■ WRITTEN INSTRUCTION
Echo the text of the monthly reading post word for word, starting at "An account of" and ending at "and the victim.".

I’ve read some wonderful books this month – and one terrible one. My focus has been on true crime lately – I’ve become a bit obsessed with books about trials. I guess it makes sense, seeing as I have recently been admitted as a lawyer. :)
Let me know if you’ve read any of my books for this month, and what you thought – I love to hear your comments! You are also most welcome to follow along with my monthly reading on Goodreads, and I would equally love to check out your lists too.
Joe Cinque’s Consolation, A True Story of Death, Grief and the Law (true crime)
Helen Garner (Australian author)
An account of how the author followed the trial of Anu Singh, an ANU law student who murdered her partner, Joe Cinque, as part of an aborted murder/suicide after telling multiple friends and acquaintances about her plan. Garner explores themes of mental illness, culpability and morality from both the point of view of the accused and the victim.
This was an utterly compelling read – the circumstances of the case are almost beyond belief. It showcases the genuine gap between the operation of the law (which aims to provide justice) and the desire for punishment and retribution that is often felt by victims, their families, and society as a whole.
Anu Singh deliberately overdosed her boyfriend on heroin and watched him slowly die over many hours, only calling the police when it was too late to save him. It is clear that Singh suffered from serious mental illness. However, she was able to manipulate her friends into incredible acts of ‘loyalty’ that ultimately ended up with her best friend also being charged over the death of Joe Cinque. In the end, she also appeared to be able to manipulate the court, as she spent only four years in jail for a murder that she admitted to.

■ DATASET SECTION
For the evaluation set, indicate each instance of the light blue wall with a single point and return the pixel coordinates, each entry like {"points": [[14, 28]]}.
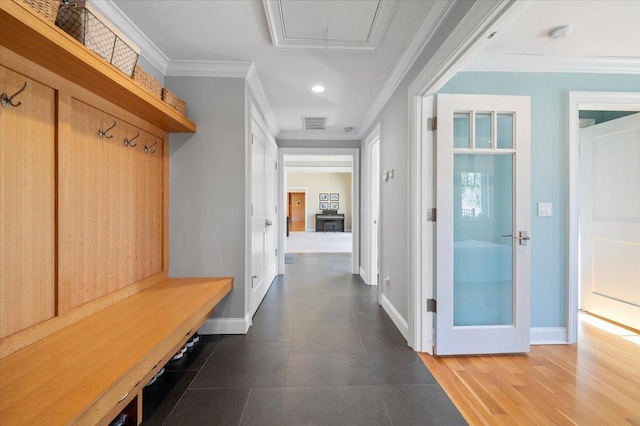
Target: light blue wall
{"points": [[548, 92]]}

■ RESPONSE
An account of how the author followed the trial of Anu Singh, an ANU law student who murdered her partner, Joe Cinque, as part of an aborted murder/suicide after telling multiple friends and acquaintances about her plan. Garner explores themes of mental illness, culpability and morality from both the point of view of the accused and the victim.